* Texte fourni *

______

La noire colère des notaires“Depuis 1967, les instances dirigeantes des ordres des avocats tentent de marcher sur les brisées des notaires pour ne créer qu’une seule profession, justifie Jean Tarrade, président du Conseil supérieur du notariat. Mais nos professions ne sont pas assimilables l’une à l’autre. L’acte d’avocat n’est jamais qu’un acte sous seing privé contresigné par l’avocat, qui n’a rien à voir avec l’acte authentique du notaire, ayant force exécutoire et valeur de preuve certaine. Alors, après 47 ans d’attaques incessantes, nous réagissons, ce qui est rare. Les avocats réclament l’accès aux fichiers immobiliers et sollicitent de pouvoir faire des partages successoraux. C’est la goutte d’eau qui fait déborder le vase ! Ils ont la volonté permanente de faire le métier des autres. C’est pourquoi la profession de notaire, d’habitude discrète, est sortie de sa réserve car les propositions des avocats sont inacceptables.”A grands coups de placards publicitaires dans quelques quotidiens, les notaires plaident les spécificités de leurs missions, dénonçant au passage chez leurs “concurrents”, “le mal-être d’une profession aux contours aujourd’hui mal définis et asphyxiée par ses sureffectifs. Mais cette politique du nombre n’est pas fortuite tant elle offre le prétexte aux dirigeants du barreau de réclamer sans cesse de nouvelles missions pour la masse toujours croissante de leurs confrères. Aux côtés des avocats plaidants, des avocats d’affaires, des agents sportifs, des mandataires en transactions immobilières, faudra-t-il voir des avocats tuteurs des personnes protégées?” Pourtant, le passé est cruel pour l’engagement des notaires du côté des entreprises. Jusqu’en 1978, il fallait avoir recours à un notaire pour souscrire des actions et libérer les capitaux. Cette obligation supprimée a entraîné la perte de la clientèle des sociétés. La plus grande erreur du notariat a été de refuser ensuite le monopole des constitutions de sociétés car les notaires ne s’estimaient pas assez nombreux pour cette prestation. Combien de notaires sont aujourd’hui le conseil d’une entreprise ?
Les défensifs contre les offensifs D’un côté, une profession régulée par un numerus clausus se sentant menacée sur son pré carré, donc sur la défensive, tandis que la profession d’avocat, à la dispersion considérable des revenus – euphémisme pour signifier qu’un certain nombre d’entre eux, précarisés, ne gagnent pas leur vie – et surtout à la démographie débridée – 56 000 aujourd’hui contre 40 000 en 2003 – est en permanence en quête de diversification, à la conquête de nouveaux marchés, tentant de repousser le périmètre de leurs activités. Ainsi a été votée la possibilité pour les avocats d’exercer comme agent sportif ou artistique. “Acheter des pages plutôt que de débattre sur le fond, c’est dévaloriser le contenu aussi bien que celui qui signe, rétorque Pierre-Olivier Sur, bâtonnier de l’ordre des avocats parisien dans Le Figaro. C’est bloquer la discussion, interdire toute argumentation et refuser le contradictoire. Les notaires ont fait le choix d’un combat d’arrière-garde, eux qui disposent d’un marché captif et d’un monopole. Les avocats ont vocation à se substituer aux magistrats, non aux notaires et à l’acte authentique. Nous prônons, au contraire, l’inter-professionnalisation avec les notaires et les experts-comptables et sommes favorables à un grand marché du droit et du chiffre.” Tandis que ces avocats doivent également faire face à de nouvelles concurrences. Au cours des trois dernières années, le Conseil national des barreaux (CNB) a été saisi de près de 300 cas litigieux – la plupart du temps des sites Internet proposant au grand public des services qui ne peuvent en principe être effectués que par des avocats (divorces rapides, récupération de points du permis, etc.).

______

* Données *
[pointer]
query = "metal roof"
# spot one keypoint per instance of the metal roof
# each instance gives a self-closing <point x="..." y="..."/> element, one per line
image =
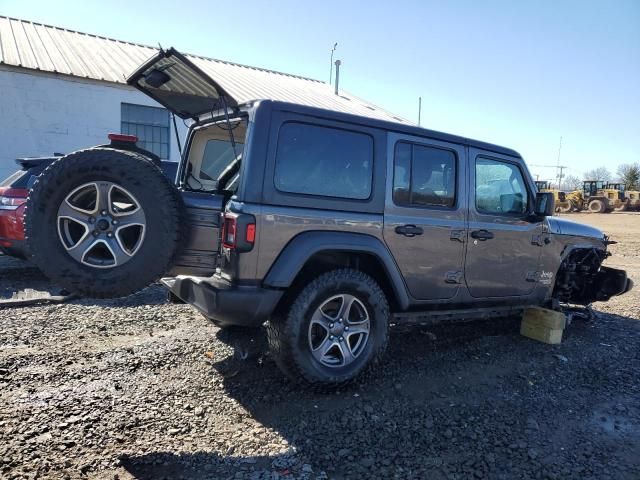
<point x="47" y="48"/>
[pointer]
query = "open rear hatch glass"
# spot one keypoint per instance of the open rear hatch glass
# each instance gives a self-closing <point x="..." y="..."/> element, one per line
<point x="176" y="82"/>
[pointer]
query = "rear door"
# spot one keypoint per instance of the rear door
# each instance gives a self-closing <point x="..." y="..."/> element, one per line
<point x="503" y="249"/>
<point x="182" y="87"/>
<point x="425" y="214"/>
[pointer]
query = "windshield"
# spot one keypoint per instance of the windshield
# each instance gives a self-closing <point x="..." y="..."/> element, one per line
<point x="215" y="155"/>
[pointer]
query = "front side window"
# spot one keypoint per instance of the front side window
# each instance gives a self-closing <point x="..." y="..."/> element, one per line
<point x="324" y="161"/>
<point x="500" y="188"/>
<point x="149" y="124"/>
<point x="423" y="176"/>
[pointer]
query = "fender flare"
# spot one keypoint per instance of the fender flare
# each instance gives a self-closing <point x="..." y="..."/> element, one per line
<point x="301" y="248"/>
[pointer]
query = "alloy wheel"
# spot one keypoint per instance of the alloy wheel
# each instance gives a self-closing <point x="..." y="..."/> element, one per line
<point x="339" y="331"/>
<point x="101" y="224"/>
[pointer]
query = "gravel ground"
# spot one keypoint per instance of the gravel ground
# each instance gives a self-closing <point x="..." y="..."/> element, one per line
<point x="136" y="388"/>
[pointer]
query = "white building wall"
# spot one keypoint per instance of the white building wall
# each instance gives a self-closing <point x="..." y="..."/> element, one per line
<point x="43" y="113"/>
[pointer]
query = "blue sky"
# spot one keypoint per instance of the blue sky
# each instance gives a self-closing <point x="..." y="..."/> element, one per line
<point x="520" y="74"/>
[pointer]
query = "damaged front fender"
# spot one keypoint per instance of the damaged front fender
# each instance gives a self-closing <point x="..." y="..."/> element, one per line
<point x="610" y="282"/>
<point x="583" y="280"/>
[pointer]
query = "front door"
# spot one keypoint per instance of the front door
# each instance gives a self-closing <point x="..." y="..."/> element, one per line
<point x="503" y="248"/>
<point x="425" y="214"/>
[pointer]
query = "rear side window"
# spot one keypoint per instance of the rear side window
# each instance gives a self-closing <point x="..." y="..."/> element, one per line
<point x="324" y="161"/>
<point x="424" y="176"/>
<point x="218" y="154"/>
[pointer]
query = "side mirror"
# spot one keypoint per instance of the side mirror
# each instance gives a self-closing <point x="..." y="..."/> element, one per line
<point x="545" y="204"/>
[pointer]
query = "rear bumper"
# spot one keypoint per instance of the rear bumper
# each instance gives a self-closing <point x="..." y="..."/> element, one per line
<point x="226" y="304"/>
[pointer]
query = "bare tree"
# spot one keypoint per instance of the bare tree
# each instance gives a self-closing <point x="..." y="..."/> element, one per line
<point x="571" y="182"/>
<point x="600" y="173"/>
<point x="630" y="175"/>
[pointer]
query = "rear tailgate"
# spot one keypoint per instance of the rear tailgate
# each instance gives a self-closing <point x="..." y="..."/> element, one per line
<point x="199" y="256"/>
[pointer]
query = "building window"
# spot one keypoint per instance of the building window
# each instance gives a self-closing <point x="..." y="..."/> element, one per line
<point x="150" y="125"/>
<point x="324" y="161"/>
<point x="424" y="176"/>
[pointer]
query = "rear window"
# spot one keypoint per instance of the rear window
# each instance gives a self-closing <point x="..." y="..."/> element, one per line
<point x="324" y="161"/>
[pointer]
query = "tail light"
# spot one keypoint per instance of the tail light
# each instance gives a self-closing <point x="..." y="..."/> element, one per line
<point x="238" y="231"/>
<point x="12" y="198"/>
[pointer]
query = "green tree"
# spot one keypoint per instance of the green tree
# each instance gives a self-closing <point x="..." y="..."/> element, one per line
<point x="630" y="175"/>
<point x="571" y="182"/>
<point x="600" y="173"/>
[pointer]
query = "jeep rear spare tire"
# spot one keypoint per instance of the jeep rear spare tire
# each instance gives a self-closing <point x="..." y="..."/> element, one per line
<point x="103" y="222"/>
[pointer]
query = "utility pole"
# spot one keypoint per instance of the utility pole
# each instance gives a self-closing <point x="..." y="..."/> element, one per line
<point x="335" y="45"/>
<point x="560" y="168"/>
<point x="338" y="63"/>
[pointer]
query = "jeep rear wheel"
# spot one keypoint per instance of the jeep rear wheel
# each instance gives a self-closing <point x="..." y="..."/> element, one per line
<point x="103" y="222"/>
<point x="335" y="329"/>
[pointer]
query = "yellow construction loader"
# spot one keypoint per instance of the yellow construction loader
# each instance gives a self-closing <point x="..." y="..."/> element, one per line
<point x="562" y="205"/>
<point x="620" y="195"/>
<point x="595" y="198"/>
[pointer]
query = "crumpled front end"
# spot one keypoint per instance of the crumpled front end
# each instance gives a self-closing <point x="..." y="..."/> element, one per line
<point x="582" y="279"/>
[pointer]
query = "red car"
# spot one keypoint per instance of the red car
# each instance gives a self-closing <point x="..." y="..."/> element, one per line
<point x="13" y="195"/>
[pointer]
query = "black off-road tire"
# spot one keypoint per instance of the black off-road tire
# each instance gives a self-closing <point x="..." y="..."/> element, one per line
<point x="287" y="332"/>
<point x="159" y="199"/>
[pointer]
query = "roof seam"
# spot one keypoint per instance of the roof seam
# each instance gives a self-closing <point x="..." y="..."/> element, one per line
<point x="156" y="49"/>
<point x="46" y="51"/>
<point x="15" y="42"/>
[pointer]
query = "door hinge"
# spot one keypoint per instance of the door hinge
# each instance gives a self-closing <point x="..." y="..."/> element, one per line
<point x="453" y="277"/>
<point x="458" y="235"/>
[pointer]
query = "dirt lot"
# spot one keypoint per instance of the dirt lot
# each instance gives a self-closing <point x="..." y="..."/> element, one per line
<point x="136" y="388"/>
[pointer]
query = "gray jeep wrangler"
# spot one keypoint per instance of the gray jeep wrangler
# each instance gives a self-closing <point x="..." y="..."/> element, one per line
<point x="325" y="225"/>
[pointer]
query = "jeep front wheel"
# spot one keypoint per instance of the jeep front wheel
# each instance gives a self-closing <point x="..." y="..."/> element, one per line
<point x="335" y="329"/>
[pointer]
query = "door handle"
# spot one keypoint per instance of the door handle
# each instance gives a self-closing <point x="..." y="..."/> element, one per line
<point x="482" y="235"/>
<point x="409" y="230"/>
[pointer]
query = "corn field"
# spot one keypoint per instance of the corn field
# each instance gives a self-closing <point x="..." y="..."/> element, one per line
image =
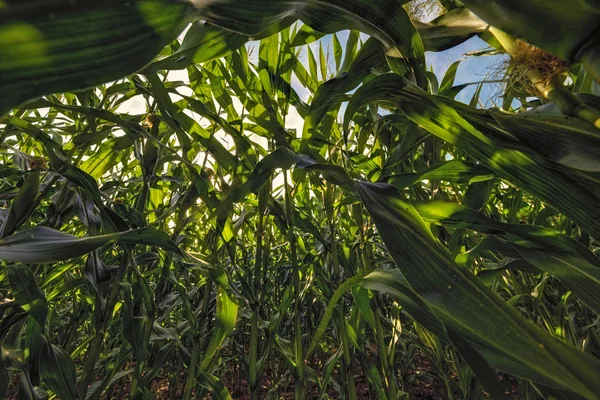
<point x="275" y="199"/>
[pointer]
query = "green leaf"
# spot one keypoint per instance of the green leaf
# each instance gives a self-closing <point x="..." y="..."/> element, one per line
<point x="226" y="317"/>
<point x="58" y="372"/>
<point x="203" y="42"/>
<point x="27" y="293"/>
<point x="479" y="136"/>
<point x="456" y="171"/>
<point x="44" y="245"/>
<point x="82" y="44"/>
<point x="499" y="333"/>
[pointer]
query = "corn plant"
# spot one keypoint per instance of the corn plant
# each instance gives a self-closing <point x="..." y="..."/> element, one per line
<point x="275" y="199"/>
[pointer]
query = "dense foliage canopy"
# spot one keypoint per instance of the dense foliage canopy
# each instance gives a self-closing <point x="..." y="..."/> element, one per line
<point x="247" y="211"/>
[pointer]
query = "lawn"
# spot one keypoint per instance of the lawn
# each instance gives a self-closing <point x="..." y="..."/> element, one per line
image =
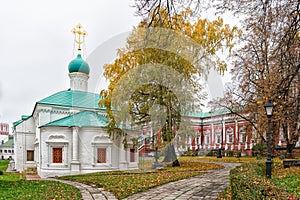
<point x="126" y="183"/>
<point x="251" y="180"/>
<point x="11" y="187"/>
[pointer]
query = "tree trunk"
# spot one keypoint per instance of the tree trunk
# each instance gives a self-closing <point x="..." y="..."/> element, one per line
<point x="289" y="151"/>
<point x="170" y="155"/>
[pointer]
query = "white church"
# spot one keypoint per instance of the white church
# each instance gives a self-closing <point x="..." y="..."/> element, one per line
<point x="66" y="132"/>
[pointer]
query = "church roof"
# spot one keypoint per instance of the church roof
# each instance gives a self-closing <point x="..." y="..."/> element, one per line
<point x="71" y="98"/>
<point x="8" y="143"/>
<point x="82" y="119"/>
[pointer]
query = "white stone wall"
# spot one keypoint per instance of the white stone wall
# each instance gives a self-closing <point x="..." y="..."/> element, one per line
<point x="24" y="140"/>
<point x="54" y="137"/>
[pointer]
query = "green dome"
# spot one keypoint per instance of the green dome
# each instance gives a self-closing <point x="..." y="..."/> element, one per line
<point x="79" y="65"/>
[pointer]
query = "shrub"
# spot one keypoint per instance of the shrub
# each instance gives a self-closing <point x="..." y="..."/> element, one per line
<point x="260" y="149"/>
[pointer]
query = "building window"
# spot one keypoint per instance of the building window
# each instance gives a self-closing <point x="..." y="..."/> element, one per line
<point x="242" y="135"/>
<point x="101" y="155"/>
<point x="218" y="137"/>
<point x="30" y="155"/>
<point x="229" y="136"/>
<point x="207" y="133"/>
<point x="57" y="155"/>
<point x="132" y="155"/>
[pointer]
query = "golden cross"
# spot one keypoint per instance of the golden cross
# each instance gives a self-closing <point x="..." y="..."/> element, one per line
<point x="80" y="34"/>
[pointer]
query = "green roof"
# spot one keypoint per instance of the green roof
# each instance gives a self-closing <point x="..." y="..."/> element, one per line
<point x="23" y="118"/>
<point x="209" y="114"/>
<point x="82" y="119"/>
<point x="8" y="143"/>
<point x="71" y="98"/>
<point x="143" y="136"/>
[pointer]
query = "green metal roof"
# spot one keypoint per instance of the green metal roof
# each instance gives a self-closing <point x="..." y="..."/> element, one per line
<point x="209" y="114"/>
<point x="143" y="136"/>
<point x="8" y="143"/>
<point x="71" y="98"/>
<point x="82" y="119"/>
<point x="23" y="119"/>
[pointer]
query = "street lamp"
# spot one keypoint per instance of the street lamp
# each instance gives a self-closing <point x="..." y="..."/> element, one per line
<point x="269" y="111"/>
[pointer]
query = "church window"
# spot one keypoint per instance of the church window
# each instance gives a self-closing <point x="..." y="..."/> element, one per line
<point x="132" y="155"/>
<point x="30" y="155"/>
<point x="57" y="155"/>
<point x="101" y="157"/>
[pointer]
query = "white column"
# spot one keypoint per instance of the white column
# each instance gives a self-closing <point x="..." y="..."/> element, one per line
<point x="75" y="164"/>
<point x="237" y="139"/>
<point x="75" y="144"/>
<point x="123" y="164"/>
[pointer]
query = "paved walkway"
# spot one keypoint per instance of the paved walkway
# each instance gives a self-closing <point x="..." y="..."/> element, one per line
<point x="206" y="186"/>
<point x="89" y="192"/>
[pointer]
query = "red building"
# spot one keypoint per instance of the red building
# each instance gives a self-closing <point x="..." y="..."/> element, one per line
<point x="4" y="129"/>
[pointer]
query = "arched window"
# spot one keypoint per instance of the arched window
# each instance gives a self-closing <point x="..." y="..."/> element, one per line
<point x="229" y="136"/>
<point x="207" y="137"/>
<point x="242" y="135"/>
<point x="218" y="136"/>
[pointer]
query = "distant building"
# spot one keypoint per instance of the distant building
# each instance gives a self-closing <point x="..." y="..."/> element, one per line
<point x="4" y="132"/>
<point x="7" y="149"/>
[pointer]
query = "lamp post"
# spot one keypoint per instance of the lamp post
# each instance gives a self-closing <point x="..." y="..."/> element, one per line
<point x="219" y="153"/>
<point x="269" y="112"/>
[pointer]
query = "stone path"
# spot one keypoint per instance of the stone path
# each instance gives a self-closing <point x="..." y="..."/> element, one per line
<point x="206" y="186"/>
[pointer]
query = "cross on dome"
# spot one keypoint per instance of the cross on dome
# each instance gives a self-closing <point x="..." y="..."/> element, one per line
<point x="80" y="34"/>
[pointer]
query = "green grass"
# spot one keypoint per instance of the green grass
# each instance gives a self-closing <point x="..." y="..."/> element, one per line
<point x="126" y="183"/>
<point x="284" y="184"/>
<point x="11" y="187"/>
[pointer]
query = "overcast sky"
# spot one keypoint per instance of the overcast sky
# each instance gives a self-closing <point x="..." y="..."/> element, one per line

______

* Travail demandé *
- 1) Condensez sous forme de liste le paragraphe du texte sur les notaires et les avocats qui commence par « Les défensifs contre les offensifs », en conservant ses faits principaux.
- 2) Poursuivez le texte sur les notaires et les avocats à la suite de sa dernière phrase.
Les lignes n’ont aucun rapport avec le texte sur les notaires et les avocats.

* Réponses numérotées *
- 1)
- Notaires : profession régulée par un numerus clausus, qui se sent menacée sur son pré carré et reste sur la défensive.
- Avocats : revenus très dispersés (certains, précarisés, ne gagnent pas leur vie) et démographie débridée (56 000 aujourd’hui contre 40 000 en 2003). Ils cherchent en permanence à se diversifier et à conquérir de nouveaux marchés. Ils ont ainsi obtenu la possibilité votée d’exercer comme agent sportif ou artistique.
- Réplique de Pierre-Olivier Sur, bâtonnier de l’ordre des avocats parisien, dans Le Figaro :
  - acheter des pages plutôt que débattre dévalorise le contenu, bloque la discussion et refuse le contradictoire ;
  - les notaires mènent un combat d’arrière-garde alors qu’ils disposent d’un marché captif et d’un monopole ;
  - les avocats ont vocation à se substituer aux magistrats, non aux notaires et à l’acte authentique ;
  - il prône l’inter-professionnalisation avec les notaires et les experts-comptables et un grand marché du droit et du chiffre.
- Nouvelles concurrences pour les avocats : en trois ans, le Conseil national des barreaux (CNB) a été saisi de près de 300 cas litigieux. Il s’agit surtout de sites Internet qui proposent au grand public des services en principe réservés aux avocats (divorces rapides, récupération de points du permis, etc.).

- 2)
Pourtant, du côté des structures , certains progrès ont été mis en place, comme les sociétés de participations financières entre avocats, experts-comptables ou encore notaires : la loi de modernisation des professions judiciaires ou juridiques et de certaines professions réglementées de mars 2011 rend possible la création de réseaux professionnels entre professions réglementées par le biais des sociétés de participations financières de professions libérales (SPFPL). La publication du décret permettant la création de SPFPL multiprofessionnelles date du 19 mars 2014. Il est donc bien trop tôt pour en mesurer l’efficacité. “Avocats et experts-comptables devront se saisir de cet outil juridique et financier qui, en les aidant à mettre en commun leurs compétences au profit du groupe, les armera mieux contre la concurrence. L’interprofessionnalité capitalistique doit servir de levier pour l’instauration d’une véritable interprofessionnalité d’exercice, via des sociétés commerciales de forme classique”, expliquait il y a peu dans les Echos Agnès Bricard, présidente d’honneur du Conseil supérieur de l’ordre des experts-comptables (18 000 professionnels.)
Les experts-comptables en embuscadeA la lisière du droit se sont installés de nombreux professionnels qui, en plus de leur activité principale, ne se privent pas de donner des conseils juridiques – comme les experts-comptables. Un exemple : le projet de loi Alur adopté le 11 février dernier permet à ces professionnels de rédiger des “actes juridiques” pour la cession de parts de sociétés civiles immobilières (SCI). Voilà qui sème confusion et discorde entre les professionnels du chiffre et ceux du droit, entraînant un risque important d’insécurité juridique. La première version de ce texte réservait de telles cessions aux notaires. Sur intervention du Conseil national des barreaux et des syndicats représentatifs de la profession, l’initiative a finalement été abandonnée. Et par un lobbying aussi discret qu’efficace, les experts-comptables ont réussi à faire insérer dans le projet de loi relatif à la sécurisation de l’emploi plusieurs dispositions leur permettant d’intervenir comme conseils juridiques auprès des organisations syndicales.Les zones de
friction se multiplient donc entre ces 3 plaques tectoniques que sont ces professions historiques, sur base, à la fois, de conquête territoriales et de repli sur leur pré carré alors que l’urgence dans un marché européen de plus en plus concurrentiel – notamment pour celui des prestations aux entreprises – sonne l’indispensable concorde. Alors que la multi-hostilité l’emporte sur l’indispensable interprofessionnalité.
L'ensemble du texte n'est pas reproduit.